::: Text excerpt :::

One of the main objectives of machine learning research is to develop algorithms that learn predictive relationships from data. This is a difficult task since inferring a function from data is in fact an ``ill-posed'' problem: many functions can often ``fit'' a given finite data set, but only some of them will behave adequately on new data drawn from the same distribution. Moreover it could happen that the function that fits best the given training data set will not behave as expected on new data. This is deeply related to the theory of statistical learning, which has been developed in the last years. Many approaches have been proposed recently to select the best function and to evaluate its expected performance on new data.

One approach to such problem is to select not only one function but many different functions and combine their outputs in order to produce a new solution. Nowadays, many machine learning algorithms are based on such technique, and are called ensemble methods. For instance, Bagging creates many functions, each of which being trained using a bootstrap of the data set (a new data set of the same size created by sampling independently from the original data set). The output of Bagging is then a simple average of the outputs of each function. This apparently simple method has been shown to significantly improve the performance on many tasks. More interestingly, AdaBoost also creates many functions, but each of them has been trained by putting more attention on the examples of the data set that produced the worst solutions using the previously trained function. A particular combination method is then applied which gives surprisingly good results over new data.

::: Data excerpts :::

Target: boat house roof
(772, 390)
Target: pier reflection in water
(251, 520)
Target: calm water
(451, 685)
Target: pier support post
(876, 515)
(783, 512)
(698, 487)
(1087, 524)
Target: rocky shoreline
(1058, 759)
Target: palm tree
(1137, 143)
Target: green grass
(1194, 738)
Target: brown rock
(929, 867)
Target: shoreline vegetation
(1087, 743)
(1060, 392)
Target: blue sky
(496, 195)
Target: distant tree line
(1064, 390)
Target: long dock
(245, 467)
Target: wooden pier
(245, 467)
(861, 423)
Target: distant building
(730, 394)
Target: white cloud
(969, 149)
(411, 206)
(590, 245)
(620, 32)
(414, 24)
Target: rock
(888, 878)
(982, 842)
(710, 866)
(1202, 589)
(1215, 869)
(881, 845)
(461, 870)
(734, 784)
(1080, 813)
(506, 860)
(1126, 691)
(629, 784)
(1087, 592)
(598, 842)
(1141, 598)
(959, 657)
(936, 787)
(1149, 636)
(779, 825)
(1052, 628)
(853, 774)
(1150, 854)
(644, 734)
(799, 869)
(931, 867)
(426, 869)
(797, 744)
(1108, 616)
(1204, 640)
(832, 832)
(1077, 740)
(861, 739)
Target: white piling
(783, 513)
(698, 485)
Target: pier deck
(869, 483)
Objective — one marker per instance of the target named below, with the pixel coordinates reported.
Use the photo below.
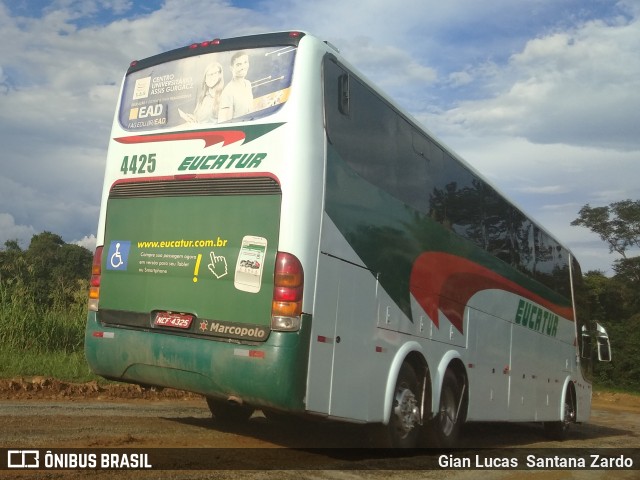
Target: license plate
(175, 320)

:::

_What to do:_ From the machine learning text, repeat word for word the part that opens with the words "One of the main" and closes with "performance on new data.".

_Output below:_
One of the main objectives of machine learning research is to develop algorithms that learn predictive relationships from data. This is a difficult task since inferring a function from data is in fact an ``ill-posed'' problem: many functions can often ``fit'' a given finite data set, but only some of them will behave adequately on new data drawn from the same distribution. Moreover it could happen that the function that fits best the given training data set will not behave as expected on new data. This is deeply related to the theory of statistical learning, which has been developed in the last years. Many approaches have been proposed recently to select the best function and to evaluate its expected performance on new data.